* [Given request] Find each line in the records that contains the string "tail", and copy those lines in full.

* [Material to process]
+ + + +
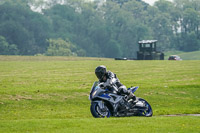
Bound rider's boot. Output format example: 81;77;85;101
127;91;136;101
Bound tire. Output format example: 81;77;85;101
90;102;111;118
138;98;153;117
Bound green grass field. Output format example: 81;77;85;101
0;56;200;133
165;51;200;60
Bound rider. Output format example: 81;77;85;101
95;65;136;101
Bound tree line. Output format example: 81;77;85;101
0;0;200;57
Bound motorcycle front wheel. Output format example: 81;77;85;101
90;102;111;118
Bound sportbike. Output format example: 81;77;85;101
89;81;153;118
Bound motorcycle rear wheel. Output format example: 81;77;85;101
90;103;111;118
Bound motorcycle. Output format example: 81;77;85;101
89;81;153;118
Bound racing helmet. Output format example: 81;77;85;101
95;65;106;80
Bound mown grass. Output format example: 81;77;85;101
165;51;200;60
0;56;200;132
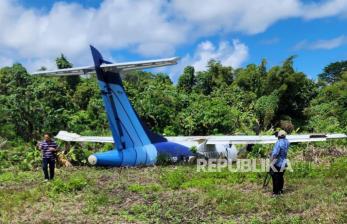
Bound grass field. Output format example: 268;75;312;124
0;151;347;223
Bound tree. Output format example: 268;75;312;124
177;66;196;93
318;61;347;84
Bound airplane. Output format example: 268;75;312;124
32;46;347;167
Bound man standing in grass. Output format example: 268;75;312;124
270;130;289;195
39;133;58;181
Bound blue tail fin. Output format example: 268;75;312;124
91;46;167;150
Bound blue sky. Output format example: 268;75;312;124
0;0;347;81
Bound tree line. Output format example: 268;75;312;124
0;55;347;144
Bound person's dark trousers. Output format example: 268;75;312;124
270;166;285;194
42;158;55;180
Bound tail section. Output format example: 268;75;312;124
91;46;167;165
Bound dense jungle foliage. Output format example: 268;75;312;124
0;55;347;168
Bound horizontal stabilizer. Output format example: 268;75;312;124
56;131;347;147
31;57;179;76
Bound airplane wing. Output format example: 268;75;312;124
31;57;179;76
56;131;347;147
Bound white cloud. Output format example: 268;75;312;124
294;35;347;50
169;39;249;82
301;0;347;19
0;0;347;72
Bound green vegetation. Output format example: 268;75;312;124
0;148;347;223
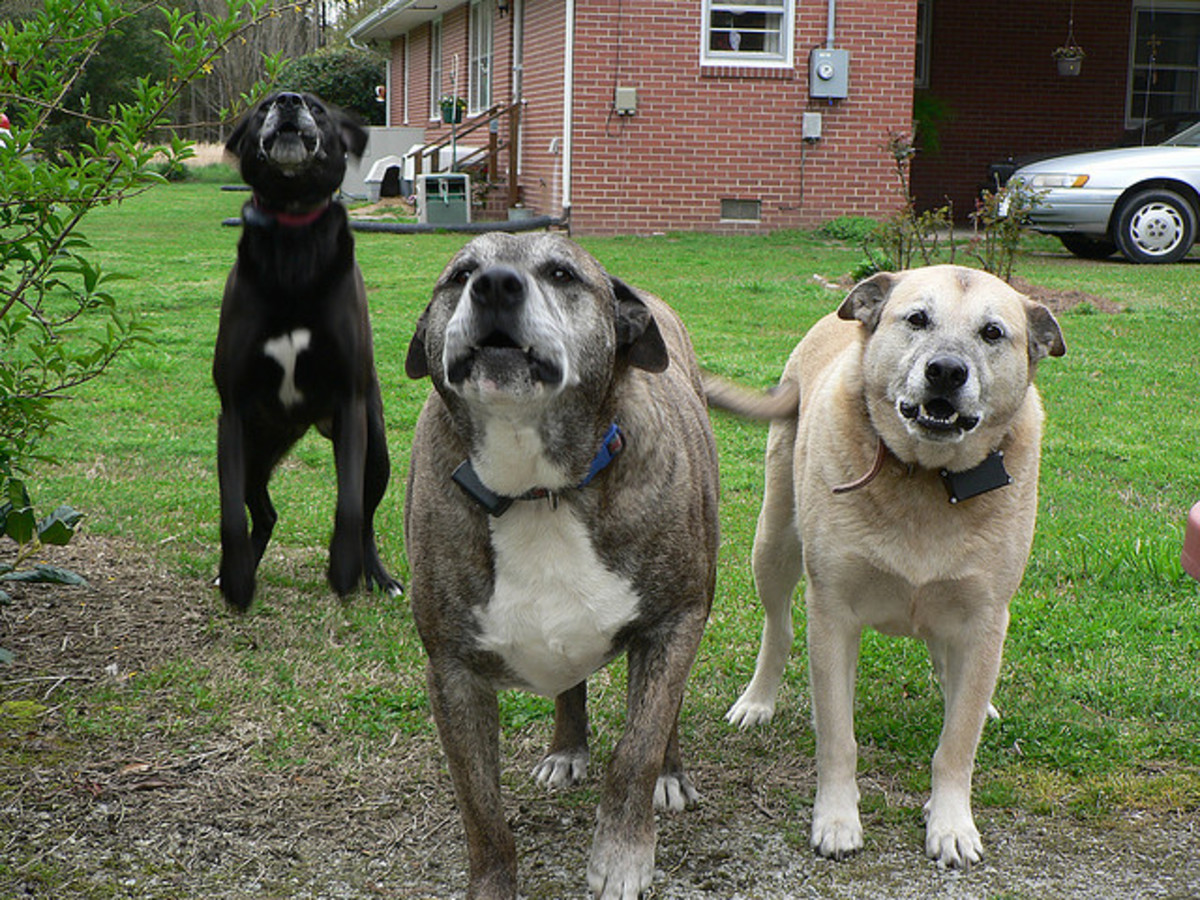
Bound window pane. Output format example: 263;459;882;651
708;7;785;56
1129;7;1200;121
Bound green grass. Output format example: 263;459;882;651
11;172;1200;815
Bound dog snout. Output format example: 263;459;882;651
925;354;971;394
470;266;526;312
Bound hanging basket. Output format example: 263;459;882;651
1055;56;1084;77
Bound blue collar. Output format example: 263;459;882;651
450;422;625;517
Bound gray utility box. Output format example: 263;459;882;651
809;49;850;100
416;172;470;224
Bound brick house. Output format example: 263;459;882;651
350;0;1200;234
350;0;916;234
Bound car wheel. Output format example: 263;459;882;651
1055;234;1117;259
1114;188;1196;263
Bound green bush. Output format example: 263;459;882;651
275;48;386;125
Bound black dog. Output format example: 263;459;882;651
212;94;402;611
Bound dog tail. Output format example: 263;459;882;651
703;372;800;421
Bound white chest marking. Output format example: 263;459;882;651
478;502;637;697
263;328;312;407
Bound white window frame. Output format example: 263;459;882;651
700;0;796;68
1126;0;1200;127
467;0;496;115
430;18;445;121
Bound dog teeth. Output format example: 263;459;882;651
896;400;979;431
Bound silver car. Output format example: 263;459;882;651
1012;124;1200;263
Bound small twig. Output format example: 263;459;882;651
0;676;96;688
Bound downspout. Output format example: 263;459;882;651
563;0;575;218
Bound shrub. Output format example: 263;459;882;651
0;0;278;592
275;48;385;125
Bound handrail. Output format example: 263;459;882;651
413;100;524;206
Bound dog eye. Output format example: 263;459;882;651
979;322;1004;343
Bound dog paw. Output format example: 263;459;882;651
654;772;700;812
533;750;588;791
812;810;863;860
925;802;983;869
366;566;404;598
588;835;654;900
725;690;775;731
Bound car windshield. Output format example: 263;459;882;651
1163;122;1200;146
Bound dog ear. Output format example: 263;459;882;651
838;272;895;331
404;310;430;379
1025;301;1067;362
610;277;670;372
337;110;368;160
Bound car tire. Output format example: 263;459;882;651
1112;188;1196;263
1055;233;1117;259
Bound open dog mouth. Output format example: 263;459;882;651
446;329;563;386
896;397;979;436
262;119;320;168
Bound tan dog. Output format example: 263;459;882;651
709;266;1064;868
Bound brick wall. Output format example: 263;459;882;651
392;0;916;234
912;0;1130;220
571;0;916;233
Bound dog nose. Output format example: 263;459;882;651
925;355;970;392
470;265;524;311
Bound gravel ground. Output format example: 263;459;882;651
0;536;1200;900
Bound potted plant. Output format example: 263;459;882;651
438;94;467;125
1050;42;1086;76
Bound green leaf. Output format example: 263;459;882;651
4;506;37;545
37;506;83;547
6;478;30;509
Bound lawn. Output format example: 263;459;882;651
0;170;1200;895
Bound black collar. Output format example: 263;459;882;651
450;422;625;517
833;438;1013;504
938;450;1013;503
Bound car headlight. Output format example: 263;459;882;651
1028;173;1088;190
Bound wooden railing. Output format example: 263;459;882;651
413;101;524;206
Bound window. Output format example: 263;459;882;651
912;0;934;88
721;199;762;222
467;0;494;115
430;19;442;119
701;0;794;67
1127;0;1200;125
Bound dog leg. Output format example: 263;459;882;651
533;682;588;790
329;397;367;596
725;420;804;728
925;608;1008;869
805;588;863;859
217;412;258;612
654;713;700;812
246;444;284;571
426;659;517;900
588;605;707;900
362;384;404;596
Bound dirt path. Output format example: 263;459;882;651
0;536;1200;900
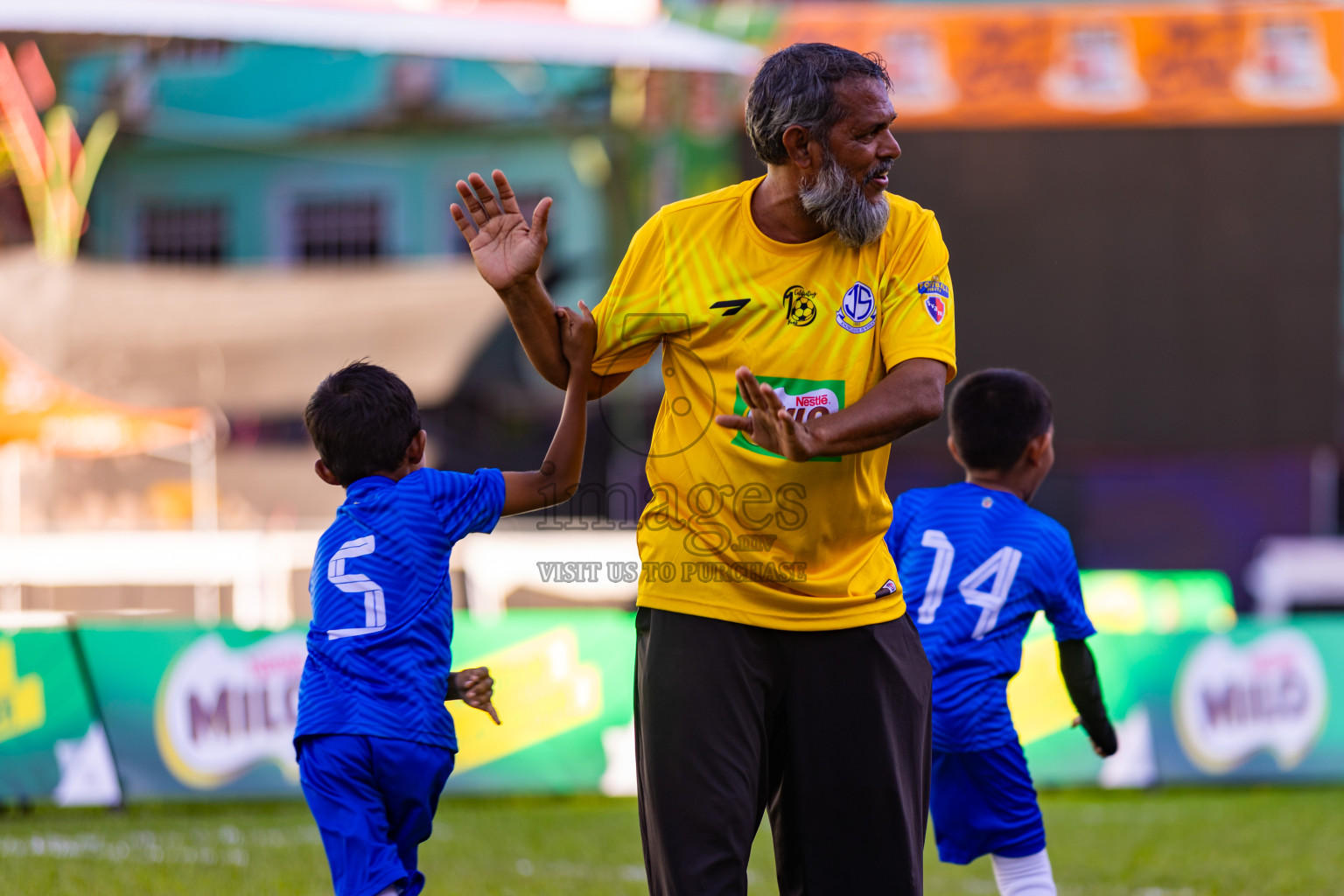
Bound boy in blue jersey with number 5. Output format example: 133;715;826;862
+ + + +
* [Written answer]
Bound blue tail fin. Output format example: 268;75;312;124
Bound tail section. Output format example: 268;75;312;124
Bound dog tail. Output format example: 263;459;882;651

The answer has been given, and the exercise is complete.